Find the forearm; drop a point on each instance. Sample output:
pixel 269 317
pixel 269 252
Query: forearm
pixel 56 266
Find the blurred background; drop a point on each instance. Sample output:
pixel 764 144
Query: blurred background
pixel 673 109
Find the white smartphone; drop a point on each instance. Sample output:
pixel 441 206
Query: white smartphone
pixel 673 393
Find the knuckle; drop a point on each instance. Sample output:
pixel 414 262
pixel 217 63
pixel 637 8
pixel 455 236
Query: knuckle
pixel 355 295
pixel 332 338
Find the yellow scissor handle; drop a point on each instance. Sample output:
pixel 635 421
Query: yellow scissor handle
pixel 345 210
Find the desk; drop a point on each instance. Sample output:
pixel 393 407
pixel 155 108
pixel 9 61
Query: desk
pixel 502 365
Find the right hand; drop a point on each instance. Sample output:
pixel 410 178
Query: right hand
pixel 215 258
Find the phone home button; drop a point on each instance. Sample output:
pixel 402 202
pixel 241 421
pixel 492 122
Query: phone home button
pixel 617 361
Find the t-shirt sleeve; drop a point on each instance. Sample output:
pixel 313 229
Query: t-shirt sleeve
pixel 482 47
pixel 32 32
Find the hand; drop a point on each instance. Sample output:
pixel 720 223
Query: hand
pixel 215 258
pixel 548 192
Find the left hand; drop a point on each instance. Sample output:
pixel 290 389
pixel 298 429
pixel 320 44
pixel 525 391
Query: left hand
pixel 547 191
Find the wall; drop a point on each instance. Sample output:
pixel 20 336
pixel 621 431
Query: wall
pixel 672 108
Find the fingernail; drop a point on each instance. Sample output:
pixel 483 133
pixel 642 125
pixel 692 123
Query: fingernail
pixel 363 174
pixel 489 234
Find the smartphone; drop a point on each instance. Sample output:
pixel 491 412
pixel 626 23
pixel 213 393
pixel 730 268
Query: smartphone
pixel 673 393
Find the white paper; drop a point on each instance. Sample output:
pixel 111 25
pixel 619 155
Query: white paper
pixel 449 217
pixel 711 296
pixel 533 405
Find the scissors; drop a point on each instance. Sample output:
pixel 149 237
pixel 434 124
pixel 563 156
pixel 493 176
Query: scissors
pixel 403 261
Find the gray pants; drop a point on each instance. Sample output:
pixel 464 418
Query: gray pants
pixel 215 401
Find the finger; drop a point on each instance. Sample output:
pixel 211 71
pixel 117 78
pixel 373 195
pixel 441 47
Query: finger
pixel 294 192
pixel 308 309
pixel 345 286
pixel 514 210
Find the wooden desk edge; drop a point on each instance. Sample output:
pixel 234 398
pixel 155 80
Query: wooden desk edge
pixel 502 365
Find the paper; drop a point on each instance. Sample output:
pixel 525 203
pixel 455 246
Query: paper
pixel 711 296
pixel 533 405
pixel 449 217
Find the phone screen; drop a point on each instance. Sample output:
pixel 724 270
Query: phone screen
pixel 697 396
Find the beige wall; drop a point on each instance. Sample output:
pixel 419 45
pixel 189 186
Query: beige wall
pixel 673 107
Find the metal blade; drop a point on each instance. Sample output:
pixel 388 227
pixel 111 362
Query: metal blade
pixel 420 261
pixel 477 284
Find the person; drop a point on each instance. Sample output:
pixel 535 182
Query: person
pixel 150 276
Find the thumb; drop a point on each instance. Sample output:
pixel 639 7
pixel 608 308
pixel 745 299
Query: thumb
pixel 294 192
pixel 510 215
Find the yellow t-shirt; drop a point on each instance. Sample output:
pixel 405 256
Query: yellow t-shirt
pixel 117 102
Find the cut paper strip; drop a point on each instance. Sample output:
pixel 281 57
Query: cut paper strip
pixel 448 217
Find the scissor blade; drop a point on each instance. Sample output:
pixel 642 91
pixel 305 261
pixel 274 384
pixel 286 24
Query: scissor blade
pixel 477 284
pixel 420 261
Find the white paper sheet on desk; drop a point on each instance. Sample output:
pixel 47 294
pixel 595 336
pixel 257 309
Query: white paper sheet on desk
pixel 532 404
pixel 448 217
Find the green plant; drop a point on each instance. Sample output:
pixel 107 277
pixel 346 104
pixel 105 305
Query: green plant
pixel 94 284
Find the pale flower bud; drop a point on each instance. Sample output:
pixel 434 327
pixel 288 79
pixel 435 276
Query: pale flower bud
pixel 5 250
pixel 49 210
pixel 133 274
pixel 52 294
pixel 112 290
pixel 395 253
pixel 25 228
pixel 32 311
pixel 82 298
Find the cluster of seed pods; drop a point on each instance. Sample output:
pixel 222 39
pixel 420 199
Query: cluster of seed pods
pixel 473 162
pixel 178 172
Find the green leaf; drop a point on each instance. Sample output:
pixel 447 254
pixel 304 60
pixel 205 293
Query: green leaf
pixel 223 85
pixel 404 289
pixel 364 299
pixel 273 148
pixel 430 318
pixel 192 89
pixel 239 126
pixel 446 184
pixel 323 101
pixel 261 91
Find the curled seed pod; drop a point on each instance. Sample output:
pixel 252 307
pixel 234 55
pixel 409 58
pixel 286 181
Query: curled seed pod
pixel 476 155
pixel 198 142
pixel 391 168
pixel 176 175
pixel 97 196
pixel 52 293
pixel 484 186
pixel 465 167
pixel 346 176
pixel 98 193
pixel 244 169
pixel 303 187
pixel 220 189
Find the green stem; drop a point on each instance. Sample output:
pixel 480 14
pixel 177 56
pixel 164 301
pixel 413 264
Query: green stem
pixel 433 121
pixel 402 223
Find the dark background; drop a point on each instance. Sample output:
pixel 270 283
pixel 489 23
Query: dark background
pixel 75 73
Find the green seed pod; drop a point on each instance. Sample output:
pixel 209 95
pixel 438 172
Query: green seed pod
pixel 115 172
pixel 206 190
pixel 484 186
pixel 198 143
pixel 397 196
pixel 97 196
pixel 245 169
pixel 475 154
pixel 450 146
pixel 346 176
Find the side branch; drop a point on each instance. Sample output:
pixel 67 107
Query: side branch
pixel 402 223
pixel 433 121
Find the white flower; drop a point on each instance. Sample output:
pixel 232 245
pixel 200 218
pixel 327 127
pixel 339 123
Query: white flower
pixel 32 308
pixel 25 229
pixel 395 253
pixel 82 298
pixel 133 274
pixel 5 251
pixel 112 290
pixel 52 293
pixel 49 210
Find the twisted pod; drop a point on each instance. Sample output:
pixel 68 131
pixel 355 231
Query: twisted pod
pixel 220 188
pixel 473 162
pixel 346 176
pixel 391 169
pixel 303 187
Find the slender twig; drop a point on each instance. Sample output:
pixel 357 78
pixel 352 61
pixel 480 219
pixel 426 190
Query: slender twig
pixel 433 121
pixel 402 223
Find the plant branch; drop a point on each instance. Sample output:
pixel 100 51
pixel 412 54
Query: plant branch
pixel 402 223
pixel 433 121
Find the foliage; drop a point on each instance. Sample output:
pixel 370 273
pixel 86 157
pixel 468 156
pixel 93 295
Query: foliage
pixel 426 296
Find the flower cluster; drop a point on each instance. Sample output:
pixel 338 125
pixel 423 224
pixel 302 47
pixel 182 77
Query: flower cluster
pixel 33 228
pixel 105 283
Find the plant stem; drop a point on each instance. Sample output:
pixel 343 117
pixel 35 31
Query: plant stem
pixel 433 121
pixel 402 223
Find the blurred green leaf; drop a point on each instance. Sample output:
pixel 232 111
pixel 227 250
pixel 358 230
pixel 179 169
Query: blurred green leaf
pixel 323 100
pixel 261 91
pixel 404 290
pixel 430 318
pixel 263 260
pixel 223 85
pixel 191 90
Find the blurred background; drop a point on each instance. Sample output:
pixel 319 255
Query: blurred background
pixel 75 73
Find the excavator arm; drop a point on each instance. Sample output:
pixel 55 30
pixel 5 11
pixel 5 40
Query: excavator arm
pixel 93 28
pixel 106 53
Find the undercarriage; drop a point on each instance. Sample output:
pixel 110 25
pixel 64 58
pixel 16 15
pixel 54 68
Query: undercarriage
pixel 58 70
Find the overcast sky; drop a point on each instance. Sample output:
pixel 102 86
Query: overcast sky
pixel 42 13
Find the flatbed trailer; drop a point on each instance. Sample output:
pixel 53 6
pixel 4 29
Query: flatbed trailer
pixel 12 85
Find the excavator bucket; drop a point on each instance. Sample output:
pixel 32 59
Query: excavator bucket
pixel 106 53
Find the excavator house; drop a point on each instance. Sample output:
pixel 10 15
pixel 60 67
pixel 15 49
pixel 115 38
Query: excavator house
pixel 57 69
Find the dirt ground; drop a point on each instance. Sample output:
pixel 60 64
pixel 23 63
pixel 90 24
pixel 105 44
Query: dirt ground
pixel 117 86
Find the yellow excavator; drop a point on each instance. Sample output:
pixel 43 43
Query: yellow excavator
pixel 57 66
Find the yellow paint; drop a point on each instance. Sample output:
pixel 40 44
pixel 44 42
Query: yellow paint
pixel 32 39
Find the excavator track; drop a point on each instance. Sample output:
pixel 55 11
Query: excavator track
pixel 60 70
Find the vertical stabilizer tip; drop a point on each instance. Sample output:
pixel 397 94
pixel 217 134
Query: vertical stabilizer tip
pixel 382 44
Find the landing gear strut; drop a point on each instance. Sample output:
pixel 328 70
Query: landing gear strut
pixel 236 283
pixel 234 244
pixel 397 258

※ ※ ※

■ Written request:
Convert the listing above, from the line containing "Find the excavator arm;" through the line containing "pixel 12 85", both included, into a JSON array of strings with one string per line and blank lines omitted.

■ Response to this exercise:
[
  "Find the excavator arm; drop a point on each instance. Sample output:",
  "pixel 55 30",
  "pixel 5 11",
  "pixel 5 40",
  "Query: excavator arm",
  "pixel 93 28",
  "pixel 106 53",
  "Find the undercarriage; drop a point on each instance. Sample output:",
  "pixel 110 25",
  "pixel 64 58",
  "pixel 16 15",
  "pixel 54 68",
  "Query: undercarriage",
  "pixel 58 70",
  "Find the overcast sky; drop a point on each instance. Sample output:",
  "pixel 102 86",
  "Query: overcast sky",
  "pixel 42 13",
  "Find the flatbed trailer; drop a point on each instance. Sample output:",
  "pixel 53 6",
  "pixel 4 29",
  "Query: flatbed trailer",
  "pixel 12 85"
]